====== Seçilmiş alıntı ======

“Eğer birinden hiçbir şey
beklemezsen hayal kırıklığına uğramazsın.”
Sylvia Plath
, 11 Şubat 1963 günü yaşamına son verdi. Kimbilir neden
yapmıştı bunu? Sylvia’nın daha önce, Sırça Fanus’un son iyimser sayfalarında yazdığı gibi;
- o sırça
fanus ki bir kez çok parlak ve başarı biçimde, görünüşe göre tamamen ondan
kurtulmuş ama onun içinde yaşamış bir insanın berrak anlatımıyla, «sırça
fanusun içinde ölü bir bebek gibi tıkanıp kalmış biri için dünyanın kendisi kötü
bir düştür,» demişti.
Kitapta
kendimi bulduğum sayfalardan alıntılar;
Yapamadığım
şeyleri saymaya giriştim.
Yemek pişirmekle işe başladım.

======

Yazılı talimat 1: Lütfen kayıtlarda "Return one point per instance of the suspension" ifadesinin geçtiği satırdan başlayıp "<point>427,187</point>" ifadesinin geçtiği satıra kadar, iki uç satır da dahil olmak üzere, tüm satırları harfi harfine yeniden yazın.
Alıntı ile kayıtların birbiriyle hiçbir bağlantısı yoktur.

====== Çıkarılan kayıtlar ======

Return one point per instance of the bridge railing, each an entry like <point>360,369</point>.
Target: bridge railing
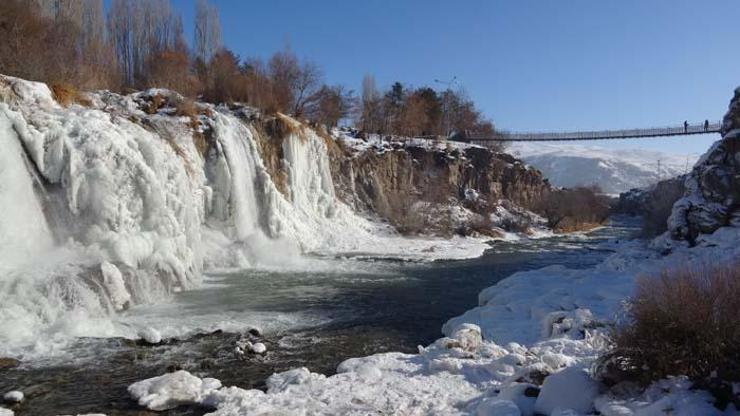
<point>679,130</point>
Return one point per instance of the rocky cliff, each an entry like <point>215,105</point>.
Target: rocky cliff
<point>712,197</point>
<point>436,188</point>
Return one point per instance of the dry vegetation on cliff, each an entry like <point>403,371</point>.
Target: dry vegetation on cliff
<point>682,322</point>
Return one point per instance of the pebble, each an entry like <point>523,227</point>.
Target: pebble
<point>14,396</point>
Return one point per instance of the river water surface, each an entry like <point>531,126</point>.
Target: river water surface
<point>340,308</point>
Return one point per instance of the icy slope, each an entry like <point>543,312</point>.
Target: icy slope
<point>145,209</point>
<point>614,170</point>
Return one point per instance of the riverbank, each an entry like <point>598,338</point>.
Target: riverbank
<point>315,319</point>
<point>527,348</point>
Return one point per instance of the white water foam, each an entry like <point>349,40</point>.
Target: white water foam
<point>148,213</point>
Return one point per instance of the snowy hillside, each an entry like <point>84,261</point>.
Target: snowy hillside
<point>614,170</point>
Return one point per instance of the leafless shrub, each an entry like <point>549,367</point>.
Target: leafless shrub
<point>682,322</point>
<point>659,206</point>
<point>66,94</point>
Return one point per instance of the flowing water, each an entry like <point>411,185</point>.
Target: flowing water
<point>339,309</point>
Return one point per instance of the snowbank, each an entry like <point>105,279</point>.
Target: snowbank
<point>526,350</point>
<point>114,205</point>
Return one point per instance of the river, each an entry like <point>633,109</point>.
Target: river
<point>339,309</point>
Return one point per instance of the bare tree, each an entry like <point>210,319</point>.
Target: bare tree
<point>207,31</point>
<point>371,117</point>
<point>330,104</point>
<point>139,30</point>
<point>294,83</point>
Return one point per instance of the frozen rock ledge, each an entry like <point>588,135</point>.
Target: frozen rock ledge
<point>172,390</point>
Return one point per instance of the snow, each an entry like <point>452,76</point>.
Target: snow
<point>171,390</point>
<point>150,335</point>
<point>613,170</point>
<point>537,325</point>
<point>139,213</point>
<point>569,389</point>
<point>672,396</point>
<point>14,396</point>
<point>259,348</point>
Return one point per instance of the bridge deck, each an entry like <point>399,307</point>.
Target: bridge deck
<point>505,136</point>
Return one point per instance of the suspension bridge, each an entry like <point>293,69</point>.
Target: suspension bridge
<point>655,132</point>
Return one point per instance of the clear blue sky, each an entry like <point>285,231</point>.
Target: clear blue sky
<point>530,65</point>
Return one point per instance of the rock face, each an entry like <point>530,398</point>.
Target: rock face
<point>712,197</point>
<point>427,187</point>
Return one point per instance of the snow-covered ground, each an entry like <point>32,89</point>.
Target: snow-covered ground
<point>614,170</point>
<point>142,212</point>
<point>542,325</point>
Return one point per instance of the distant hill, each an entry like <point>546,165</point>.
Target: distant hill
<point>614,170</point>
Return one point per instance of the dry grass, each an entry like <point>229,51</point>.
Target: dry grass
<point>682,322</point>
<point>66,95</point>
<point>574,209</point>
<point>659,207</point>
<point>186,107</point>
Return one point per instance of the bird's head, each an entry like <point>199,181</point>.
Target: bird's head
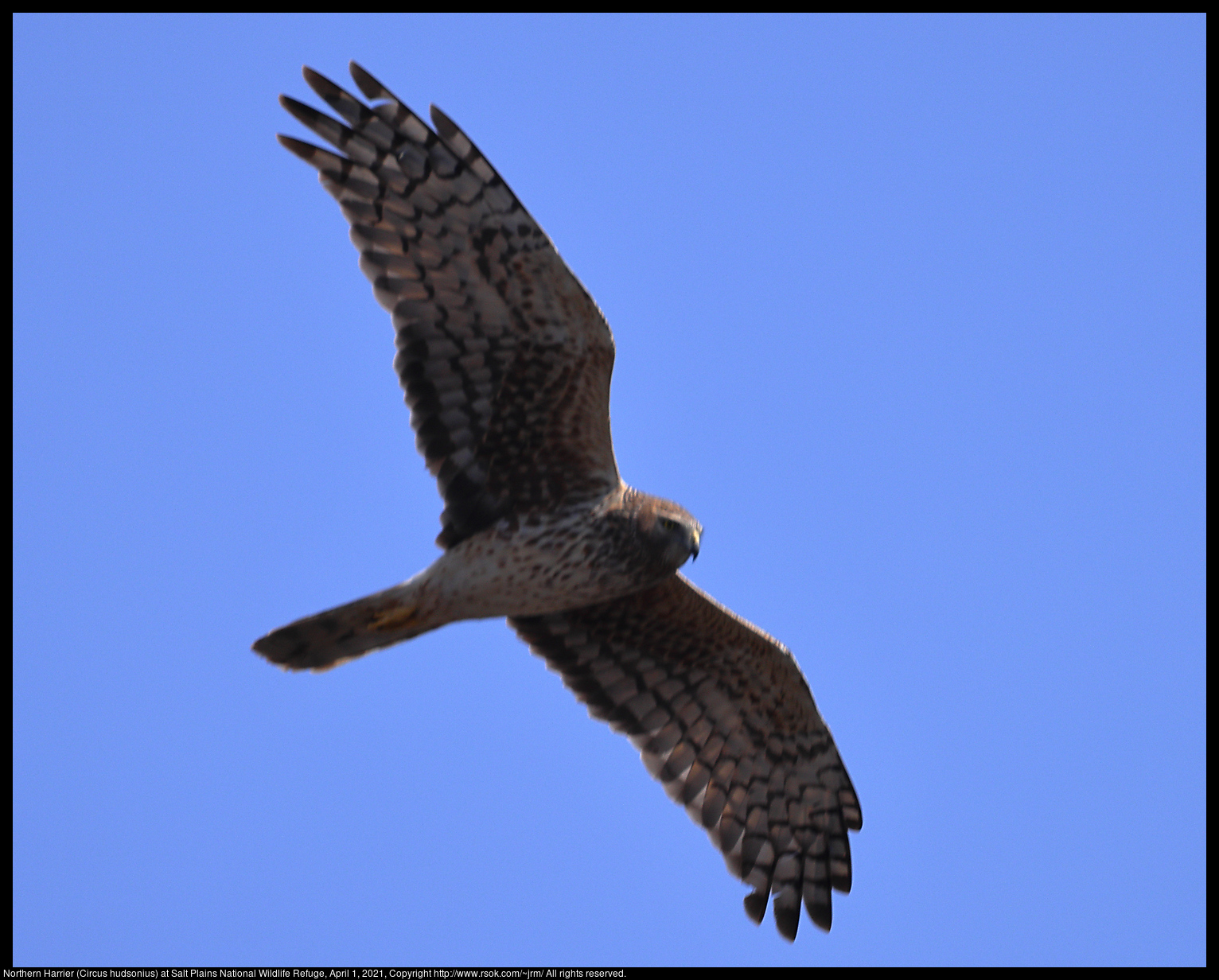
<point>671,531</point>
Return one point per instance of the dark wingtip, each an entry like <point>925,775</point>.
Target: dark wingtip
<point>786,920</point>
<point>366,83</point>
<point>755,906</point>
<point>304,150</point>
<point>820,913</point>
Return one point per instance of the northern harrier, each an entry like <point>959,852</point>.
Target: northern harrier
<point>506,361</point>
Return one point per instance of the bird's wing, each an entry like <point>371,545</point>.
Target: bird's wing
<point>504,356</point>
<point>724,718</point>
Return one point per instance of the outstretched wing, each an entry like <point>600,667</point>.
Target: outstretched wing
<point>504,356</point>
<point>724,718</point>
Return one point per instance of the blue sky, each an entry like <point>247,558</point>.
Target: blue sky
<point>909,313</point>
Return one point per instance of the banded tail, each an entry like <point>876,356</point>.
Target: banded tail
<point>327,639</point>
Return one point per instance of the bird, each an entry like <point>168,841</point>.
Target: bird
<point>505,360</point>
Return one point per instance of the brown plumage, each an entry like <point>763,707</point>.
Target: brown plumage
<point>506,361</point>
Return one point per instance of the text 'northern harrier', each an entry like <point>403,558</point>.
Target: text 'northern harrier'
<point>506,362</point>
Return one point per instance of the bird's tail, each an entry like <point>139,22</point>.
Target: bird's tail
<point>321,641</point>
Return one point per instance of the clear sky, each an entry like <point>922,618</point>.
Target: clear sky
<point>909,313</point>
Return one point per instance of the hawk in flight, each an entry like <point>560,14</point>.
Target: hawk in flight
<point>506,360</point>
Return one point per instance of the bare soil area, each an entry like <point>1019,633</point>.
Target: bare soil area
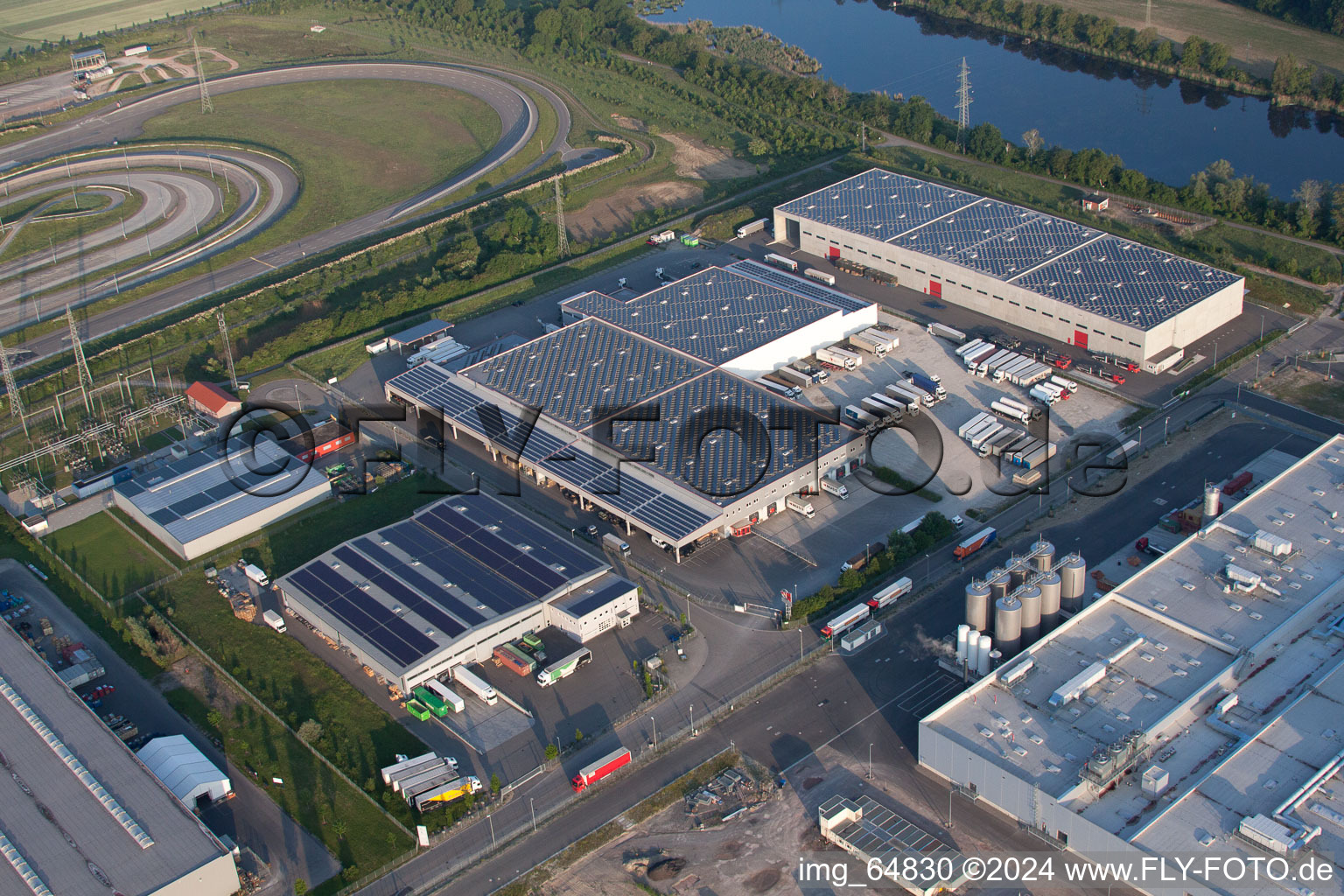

======

Yazılı talimat 2: Alıntıya göre Sylvia Plath hangi tarihte yaşamına son verdi?

Yazılı yanıt 1:
Return one point per instance of the suspension bridge, each an entry like <point>293,69</point>.
Target: suspension bridge
<point>655,132</point>
Return one point per instance of the clear blue sky, each an entry like <point>285,231</point>.
Target: clear blue sky
<point>530,65</point>
Return one point per instance of the rock face, each an entry like <point>530,398</point>.
Target: rock face
<point>712,197</point>
<point>427,187</point>

Yazılı yanıt 2: 11 Şubat 1963'te.